What is being asked:
Write out every line of the material below, requests included, and increase each x and y coordinate in the answers by 62.

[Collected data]
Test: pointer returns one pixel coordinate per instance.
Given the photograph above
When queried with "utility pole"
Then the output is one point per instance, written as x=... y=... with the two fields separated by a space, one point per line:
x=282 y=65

Final answer:
Test: pointer returns one pixel coordinate per instance.
Given the photograph above
When queried with "utility pole"
Then the output is one point per instance, written as x=... y=... with the two fields separated by a space, one point per line:
x=344 y=127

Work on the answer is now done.